◆ TO DO ◆
Return each line below that contains the string "window". Case counts.

--- PROVIDED DATA ---

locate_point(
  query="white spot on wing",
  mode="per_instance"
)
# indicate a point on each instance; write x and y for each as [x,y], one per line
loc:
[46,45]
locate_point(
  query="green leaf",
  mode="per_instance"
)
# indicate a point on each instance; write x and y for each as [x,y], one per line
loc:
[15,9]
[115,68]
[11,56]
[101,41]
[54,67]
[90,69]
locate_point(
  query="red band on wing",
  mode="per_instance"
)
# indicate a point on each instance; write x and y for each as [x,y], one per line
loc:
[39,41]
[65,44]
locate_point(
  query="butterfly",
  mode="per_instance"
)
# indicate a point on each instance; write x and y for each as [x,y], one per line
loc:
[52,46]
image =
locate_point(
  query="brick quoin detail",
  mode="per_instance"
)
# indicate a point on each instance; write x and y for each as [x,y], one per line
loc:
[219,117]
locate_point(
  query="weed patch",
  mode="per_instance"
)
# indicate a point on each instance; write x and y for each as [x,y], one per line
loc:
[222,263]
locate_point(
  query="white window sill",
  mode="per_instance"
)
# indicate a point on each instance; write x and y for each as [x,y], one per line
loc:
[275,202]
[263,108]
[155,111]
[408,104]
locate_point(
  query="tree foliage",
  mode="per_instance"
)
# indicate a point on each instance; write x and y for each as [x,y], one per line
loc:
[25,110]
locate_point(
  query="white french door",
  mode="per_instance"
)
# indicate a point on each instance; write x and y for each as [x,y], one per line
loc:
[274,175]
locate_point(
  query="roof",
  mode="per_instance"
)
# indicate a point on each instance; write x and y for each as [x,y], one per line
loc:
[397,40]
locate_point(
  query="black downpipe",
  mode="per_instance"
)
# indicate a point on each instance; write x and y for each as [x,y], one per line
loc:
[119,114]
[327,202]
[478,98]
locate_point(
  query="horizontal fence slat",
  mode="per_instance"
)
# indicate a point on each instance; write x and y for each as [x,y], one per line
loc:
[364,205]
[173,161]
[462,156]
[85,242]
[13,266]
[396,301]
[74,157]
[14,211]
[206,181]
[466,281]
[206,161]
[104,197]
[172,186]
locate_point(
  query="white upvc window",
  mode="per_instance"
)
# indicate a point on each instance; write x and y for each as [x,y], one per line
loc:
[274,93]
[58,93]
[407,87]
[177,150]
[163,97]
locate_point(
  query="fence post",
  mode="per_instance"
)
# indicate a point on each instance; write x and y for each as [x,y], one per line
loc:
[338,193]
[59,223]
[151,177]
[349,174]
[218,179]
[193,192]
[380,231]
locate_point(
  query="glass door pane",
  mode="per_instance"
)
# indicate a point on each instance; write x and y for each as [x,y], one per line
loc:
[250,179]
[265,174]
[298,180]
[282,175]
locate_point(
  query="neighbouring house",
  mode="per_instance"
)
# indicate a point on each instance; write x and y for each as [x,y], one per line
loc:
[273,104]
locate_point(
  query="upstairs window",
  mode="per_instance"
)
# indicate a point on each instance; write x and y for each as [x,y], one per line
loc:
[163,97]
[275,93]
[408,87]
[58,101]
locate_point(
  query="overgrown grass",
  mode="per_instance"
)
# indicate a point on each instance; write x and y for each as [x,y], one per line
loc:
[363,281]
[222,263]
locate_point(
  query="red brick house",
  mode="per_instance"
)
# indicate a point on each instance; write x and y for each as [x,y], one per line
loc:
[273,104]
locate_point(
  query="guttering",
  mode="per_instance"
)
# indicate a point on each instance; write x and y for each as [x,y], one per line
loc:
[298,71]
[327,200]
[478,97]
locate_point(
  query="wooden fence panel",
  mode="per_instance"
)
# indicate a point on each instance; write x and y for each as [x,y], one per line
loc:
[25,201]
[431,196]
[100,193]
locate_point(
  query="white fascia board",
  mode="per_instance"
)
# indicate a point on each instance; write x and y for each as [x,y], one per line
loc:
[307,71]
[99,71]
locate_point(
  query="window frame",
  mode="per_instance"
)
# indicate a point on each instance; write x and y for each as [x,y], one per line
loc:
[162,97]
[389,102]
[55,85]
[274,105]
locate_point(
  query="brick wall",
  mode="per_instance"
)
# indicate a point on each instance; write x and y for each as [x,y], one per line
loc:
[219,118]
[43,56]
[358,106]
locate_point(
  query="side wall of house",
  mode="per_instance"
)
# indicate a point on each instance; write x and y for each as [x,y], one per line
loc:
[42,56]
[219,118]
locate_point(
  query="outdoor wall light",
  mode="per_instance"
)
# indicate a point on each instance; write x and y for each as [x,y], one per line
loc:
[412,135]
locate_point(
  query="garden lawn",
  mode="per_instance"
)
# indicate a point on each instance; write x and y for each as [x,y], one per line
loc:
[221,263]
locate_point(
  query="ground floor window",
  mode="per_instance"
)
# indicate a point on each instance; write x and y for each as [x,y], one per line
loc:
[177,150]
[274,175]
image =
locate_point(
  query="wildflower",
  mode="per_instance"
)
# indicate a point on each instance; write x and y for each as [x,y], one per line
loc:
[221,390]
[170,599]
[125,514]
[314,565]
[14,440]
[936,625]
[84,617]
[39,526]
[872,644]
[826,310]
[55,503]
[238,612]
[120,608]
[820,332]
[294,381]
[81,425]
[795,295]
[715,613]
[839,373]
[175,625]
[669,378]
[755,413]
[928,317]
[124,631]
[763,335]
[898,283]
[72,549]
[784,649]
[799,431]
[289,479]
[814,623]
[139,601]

---

◆ ANSWER TO THE EXERCISE ◆
  query="white window sill",
  query="white upvc window",
  query="upstairs window",
  query="window frame",
  query="ground floor window",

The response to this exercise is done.